■ Exercise A ■
Which section of which act makes up the ban described in the text on mitochondrial replacement therapy?
■ Exercise B ■
Carry on the text about the US ban on mitochondrial replacement therapy, starting after its last sentence.

■ Exercise passage ■
--- START ---

Eli Y. Adashi, MD, MS1; I. Glenn Cohen, JD2

These disorders, which are frequently fatal, are caused by mutations in mitochondrial DNA (mtDNA) that are passed from mother to offspring. Although these disorders are incurable, researchers believe it now may be possible to prevent them by mitochondrial replacement therapy, combining the nucleus from the egg of an affected woman with the cytoplasm from an unaffected woman that contains healthy mitochondria.

Safety concerns include the possibility of a mismatch between donor and recipient and the possibility that some mutant mtDNA will be transferred along with the nucleus and multiply sufficiently to cause disease. Other, more ethical, concerns focus on the notion of germline-modified offspring of “3-membered” parentage.

A US Ban

Although the United Kingdom has decided to move forward with mitochondrial replacement therapy, the circumstances in the United States could not be more different. On this side of the Atlantic, a 10-line provision in an enormous congressional spending bill bans the evaluation of mitochondrial replacement therapy by the US Food and Drug Administration (FDA). The implications are obvious: absent an FDA ruling on the safety and efficacy of mitochondrial replacement therapy, clinical application is and remains impermissible.

This ban, which comprises Section 749 of the Consolidated Appropriation Act of 2016, precludes the FDA from evaluating “research in which a human embryo is intentionally created or modified to include heritable genetic modification.” It also specifies that “none of the funds made available by this Act [to the FDA] may be used to review or approve an application for an exemption for investigational use of a drug or biological product” for such research.

The provision further states that even if researchers submit relevant Investigational New Drug (IND) applications to the FDA, the applications “shall be deemed to have not been received by the Secretary [of Health and Human Services], and the exemption may not go into effect.” Effective initially through fiscal-year 2016, the ban has since been extended twice through April 28, 2017.

The congressional record is mum on the identity of the sponsor or sponsors of the ban, and the precise motives for crafting it remain equally uncertain. The ban’s enactment was all but guaranteed by the complete absence of discussion before its passage or at any time thereafter, and by its inclusion in a must-pass omnibus appropriation bill.

--- END ---

■ Recorded data ■
--- START ---

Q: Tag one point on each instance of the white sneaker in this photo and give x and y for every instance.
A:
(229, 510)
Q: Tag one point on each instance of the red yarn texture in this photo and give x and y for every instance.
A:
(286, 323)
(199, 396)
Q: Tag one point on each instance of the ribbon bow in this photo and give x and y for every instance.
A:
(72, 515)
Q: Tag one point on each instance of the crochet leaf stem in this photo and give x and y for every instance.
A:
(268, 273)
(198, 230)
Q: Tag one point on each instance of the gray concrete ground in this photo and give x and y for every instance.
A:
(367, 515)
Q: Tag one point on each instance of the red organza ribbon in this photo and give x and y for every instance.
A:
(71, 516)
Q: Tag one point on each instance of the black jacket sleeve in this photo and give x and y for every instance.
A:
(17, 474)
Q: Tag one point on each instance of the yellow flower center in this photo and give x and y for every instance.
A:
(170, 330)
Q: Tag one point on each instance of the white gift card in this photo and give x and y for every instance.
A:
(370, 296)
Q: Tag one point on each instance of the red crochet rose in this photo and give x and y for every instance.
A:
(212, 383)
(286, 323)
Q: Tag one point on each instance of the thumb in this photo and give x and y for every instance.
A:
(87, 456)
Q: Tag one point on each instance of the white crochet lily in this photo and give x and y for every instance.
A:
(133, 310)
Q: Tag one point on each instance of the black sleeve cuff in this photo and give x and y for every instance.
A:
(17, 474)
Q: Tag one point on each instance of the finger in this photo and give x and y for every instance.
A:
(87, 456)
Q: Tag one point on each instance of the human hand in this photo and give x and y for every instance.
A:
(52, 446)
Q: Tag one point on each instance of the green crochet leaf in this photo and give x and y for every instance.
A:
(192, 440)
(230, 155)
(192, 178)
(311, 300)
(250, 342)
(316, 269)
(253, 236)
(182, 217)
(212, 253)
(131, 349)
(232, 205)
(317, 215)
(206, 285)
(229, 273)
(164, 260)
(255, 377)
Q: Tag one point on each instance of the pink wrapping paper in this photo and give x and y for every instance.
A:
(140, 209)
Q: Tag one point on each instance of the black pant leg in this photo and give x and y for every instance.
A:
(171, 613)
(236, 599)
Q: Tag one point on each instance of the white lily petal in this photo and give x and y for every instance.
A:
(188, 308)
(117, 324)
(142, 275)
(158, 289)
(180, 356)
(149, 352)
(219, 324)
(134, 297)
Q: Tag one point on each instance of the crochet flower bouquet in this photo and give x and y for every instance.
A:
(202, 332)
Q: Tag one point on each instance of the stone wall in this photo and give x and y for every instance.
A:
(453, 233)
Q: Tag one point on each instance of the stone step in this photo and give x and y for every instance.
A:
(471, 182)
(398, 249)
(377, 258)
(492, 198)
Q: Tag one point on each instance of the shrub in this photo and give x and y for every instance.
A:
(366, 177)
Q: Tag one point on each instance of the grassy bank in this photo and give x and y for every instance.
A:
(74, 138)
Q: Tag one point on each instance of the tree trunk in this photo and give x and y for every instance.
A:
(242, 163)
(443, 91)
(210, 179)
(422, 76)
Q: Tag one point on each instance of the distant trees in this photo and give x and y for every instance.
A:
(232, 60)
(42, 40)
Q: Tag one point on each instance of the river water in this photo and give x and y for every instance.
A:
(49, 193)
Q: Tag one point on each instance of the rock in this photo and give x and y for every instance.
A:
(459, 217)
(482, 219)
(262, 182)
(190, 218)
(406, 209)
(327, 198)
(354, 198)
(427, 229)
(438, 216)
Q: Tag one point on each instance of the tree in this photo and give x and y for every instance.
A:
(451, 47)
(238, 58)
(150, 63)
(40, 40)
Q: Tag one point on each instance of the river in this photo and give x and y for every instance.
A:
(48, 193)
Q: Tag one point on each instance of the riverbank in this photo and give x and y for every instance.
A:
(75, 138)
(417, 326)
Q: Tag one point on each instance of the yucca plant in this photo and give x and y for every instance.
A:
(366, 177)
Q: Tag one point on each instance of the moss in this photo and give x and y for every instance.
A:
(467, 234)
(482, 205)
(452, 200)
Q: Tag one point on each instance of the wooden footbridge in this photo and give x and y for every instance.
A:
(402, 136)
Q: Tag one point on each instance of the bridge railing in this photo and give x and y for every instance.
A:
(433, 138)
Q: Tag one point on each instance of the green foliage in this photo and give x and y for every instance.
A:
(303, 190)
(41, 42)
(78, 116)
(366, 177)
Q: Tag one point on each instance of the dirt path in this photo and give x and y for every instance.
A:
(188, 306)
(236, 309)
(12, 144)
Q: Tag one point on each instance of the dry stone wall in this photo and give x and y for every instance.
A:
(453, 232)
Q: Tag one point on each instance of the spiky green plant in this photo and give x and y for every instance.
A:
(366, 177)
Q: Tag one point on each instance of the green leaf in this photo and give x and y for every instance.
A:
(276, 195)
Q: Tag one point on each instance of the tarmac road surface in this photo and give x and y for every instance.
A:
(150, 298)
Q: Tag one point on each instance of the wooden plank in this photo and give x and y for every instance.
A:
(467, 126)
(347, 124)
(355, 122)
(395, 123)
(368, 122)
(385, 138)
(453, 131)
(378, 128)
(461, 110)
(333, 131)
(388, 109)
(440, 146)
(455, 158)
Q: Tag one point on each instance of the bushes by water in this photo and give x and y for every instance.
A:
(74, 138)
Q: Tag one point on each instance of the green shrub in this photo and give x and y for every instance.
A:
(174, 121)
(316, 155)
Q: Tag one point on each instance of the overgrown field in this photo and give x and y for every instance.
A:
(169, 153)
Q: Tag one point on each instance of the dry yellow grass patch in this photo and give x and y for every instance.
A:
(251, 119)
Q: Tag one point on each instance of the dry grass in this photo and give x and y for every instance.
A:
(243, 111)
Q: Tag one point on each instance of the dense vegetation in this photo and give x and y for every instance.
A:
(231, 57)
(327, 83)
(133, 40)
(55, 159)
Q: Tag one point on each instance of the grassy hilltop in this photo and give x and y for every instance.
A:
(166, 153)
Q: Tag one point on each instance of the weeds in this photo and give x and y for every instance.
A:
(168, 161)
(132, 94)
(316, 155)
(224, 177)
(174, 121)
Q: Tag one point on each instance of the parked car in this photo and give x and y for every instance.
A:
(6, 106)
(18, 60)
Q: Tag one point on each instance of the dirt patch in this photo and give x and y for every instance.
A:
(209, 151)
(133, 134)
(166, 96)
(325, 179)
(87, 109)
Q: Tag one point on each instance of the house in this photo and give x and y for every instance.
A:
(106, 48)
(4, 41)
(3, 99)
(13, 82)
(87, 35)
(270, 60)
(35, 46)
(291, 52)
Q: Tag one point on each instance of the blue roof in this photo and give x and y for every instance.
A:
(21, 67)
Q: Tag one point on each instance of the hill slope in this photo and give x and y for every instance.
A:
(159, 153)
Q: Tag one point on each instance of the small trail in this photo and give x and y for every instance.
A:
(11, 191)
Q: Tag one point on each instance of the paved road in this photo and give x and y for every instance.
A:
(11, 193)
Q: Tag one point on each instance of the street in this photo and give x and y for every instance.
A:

--- END ---

■ Answer box A ■
Section 749 of the Consolidated Appropriation Act of 2016.

■ Answer box B ■
The institution of clinical or research bans on the exploration of innovative technologies is hardly a novelty. If recent history is any guide, appropriation-dependent or appropriation-independent bans have been considered, and in some cases implemented, including human embryo research, xenotransplantation, human embryonic stem cell research, human fetal research, germline gene therapy, reproductive cloning, recombinant DNA technology, gene drives, genetically modified food, and others. The moratorium on mitochondrial replacement therapy constitutes an appropriation-dependent policy rider that has to be annually renewed to remain in effect. Although this moratorium is embedded in statute, it cannot be viewed as permanent, as it would be if it had passed as an amendment to the Food Drug and Cosmetic Act, for example.

Whether one supports or opposes the ban on mitochondrial replacement therapy, there is no denying that it precludes affected families from pursuing what could well be a life-saving technology for future offspring. Indeed, for those affected or at-risk, mitochondrial replacement therapy represents the only hope for ensuring a genetically related healthy offspring. An estimated 12423 women in the United States are at risk of transmitting mitochondrial DNA disease, and they are currently without recourse within US borders.

Although cross-border care may constitute an option for some US women who might benefit, this solution is hardly applicable to all. Thus far, only one case of cross-border mitochondrial replacement therapy has been reported to have been carried out, by a US-led team in Mexico. Recent legislative initiatives in Mexico now suggest that mitochondrial replacement therapy may be banned there as well. The extent of women seeking the treatment in the United Kingdom remains to be seen. For now, one can only hope that a “government of the people, by the people, for the people” can, shall, and will reconsider.